* **PROBLEM**
Write out, please, the line containing "Check that one keypoint sits on every instance of the table" together with all lines after it, up to and including the last one, with no other output.

* **SOURCE RECORDS**
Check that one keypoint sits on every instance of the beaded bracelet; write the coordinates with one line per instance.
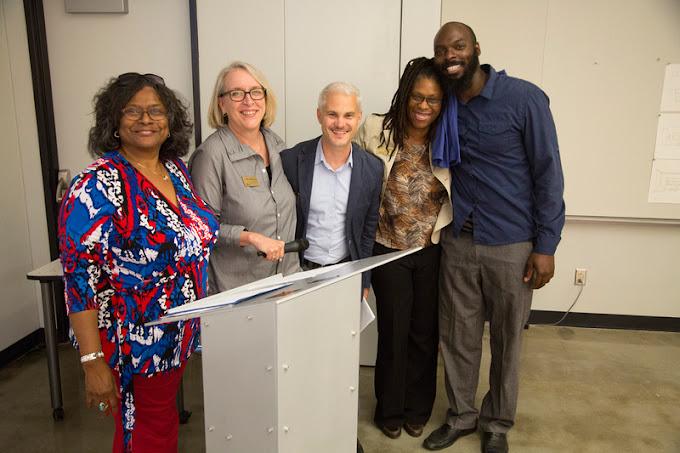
(91, 356)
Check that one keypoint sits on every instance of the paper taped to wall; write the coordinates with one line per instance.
(664, 185)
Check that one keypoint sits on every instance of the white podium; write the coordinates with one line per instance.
(281, 366)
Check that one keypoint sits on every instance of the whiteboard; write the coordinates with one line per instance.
(602, 64)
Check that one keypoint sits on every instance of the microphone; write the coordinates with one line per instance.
(297, 245)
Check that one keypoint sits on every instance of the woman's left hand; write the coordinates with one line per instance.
(100, 386)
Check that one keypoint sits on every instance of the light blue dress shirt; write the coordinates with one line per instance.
(326, 231)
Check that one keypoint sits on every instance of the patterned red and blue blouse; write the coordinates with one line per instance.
(131, 254)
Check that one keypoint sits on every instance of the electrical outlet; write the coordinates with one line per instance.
(580, 276)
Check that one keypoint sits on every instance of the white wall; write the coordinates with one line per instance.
(23, 243)
(86, 50)
(632, 267)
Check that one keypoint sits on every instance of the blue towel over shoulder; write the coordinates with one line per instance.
(446, 148)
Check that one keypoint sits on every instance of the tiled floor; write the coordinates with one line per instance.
(582, 390)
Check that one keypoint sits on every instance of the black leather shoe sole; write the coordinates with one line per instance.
(445, 436)
(392, 433)
(494, 443)
(413, 430)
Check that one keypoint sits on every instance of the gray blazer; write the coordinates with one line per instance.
(362, 204)
(224, 172)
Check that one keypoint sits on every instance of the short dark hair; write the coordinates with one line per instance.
(112, 98)
(396, 119)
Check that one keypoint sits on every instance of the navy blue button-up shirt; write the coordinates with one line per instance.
(510, 176)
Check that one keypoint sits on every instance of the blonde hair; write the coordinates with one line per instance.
(339, 87)
(215, 116)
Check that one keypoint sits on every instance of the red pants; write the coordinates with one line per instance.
(156, 417)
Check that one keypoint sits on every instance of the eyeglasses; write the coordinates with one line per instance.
(432, 102)
(136, 113)
(238, 95)
(132, 76)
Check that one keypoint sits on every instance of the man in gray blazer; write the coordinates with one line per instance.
(337, 185)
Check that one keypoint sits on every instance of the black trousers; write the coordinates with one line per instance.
(406, 366)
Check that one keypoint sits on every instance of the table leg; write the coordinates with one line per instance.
(51, 348)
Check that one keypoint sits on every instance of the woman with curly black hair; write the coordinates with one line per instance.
(415, 206)
(134, 242)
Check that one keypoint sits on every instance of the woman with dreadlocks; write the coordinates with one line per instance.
(415, 206)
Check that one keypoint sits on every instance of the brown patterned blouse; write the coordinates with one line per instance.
(411, 202)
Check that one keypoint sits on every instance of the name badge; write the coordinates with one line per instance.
(250, 181)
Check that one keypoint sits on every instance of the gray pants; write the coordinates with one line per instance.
(479, 282)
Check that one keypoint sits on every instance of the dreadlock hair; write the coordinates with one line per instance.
(396, 119)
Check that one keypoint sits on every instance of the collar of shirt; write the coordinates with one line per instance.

* **WRITTEN REPLY**
Check that one keypoint sits on every instance of the table leg; write the coordinates with one line per instance.
(51, 348)
Check that one keypoint sits on every instance of the woman with curly black hair; write the coordinates with one line per instance.
(415, 206)
(134, 242)
Check that one keypoint sits on every instance of the woman with dreadlocks; write the coordinates with one line per instance.
(415, 206)
Check that one keypoint sits on every instance of the brown patterned blouse; write the coordinates with one line per instance.
(411, 202)
Check that one keypoint sits on every instance of the name badge; write the coordinates with one line per instance.
(250, 181)
Check that one keypoint sits on every instance of the gray pants; write the coordinates with one line per instance.
(479, 282)
Check that one keypoint sits on every instance of the dreadlock hair; write the coordinates with one line per instance.
(396, 119)
Check that one keypoint sits on every instance of the collar of shirt; write the coordinates with one line per instance.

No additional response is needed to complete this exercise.